Requirements>
1. Condense the paragraph beginning "While all the points mentioned before" in the coding-habit passage into a short bulleted list that keeps its main facts.
2. Extract every line of the entries below, reproducing each one character for character.

━━ Text passage

Make coding a habit (at least an hour per day)
While all the points mentioned before are important in some way, the most important one by far is making coding a habit. Moreover, for the best result, it has to be a daily habit, and I cannot stress that enough. Ultimately it's way better to spend one hour every day writing code than doing a ten-hour coding session once a week. Even as a professional who writes code for a living almost daily, it usually takes me some time to get familiar again with the code I wrote a few weeks ago if I wasn't actively working on it recently. It may seem like everything is clear and you'll easily get back to the code you wrote a week ago, but the reality is that our brains don't work like that. I cannot count the number of times I looked at some of my old code and was trying to figure out how it works. It applies even more to the new learners. You may have all the coding concepts and relevant knowledge in your head when writing a particular piece of code, but it will not get easily internalized unless it's done at constant short intervals. James Clear has written a lot of content about making lasting habits, which in itself is quite a fascinating topic.

━━━━
━━ Supplied data

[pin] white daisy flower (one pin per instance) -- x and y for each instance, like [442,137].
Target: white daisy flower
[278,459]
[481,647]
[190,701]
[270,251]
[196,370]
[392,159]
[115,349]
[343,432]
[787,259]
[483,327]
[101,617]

━━━━

Results by task>
1.
- Making coding a habit is by far the most important point, and for the best result it must be daily.
- One hour of coding every day is far better than a single ten-hour session once a week.
- Even a professional who codes almost daily needs time to get familiar again with code written a few weeks earlier if it was not being actively worked on.
- It may seem easy to return to week-old code, but brains do not work that way; the author has often struggled to figure out how old code works.
- This applies even more to new learners: knowledge used while writing code is not easily internalized unless practice happens at constant short intervals.
- James Clear has written a lot about making lasting habits, a fascinating topic in itself.

2.
[pin] white daisy flower (one pin per instance) -- x and y for each instance, like [442,137].
Target: white daisy flower
[278,459]
[481,647]
[190,701]
[270,251]
[196,370]
[392,159]
[115,349]
[343,432]
[787,259]
[483,327]
[101,617]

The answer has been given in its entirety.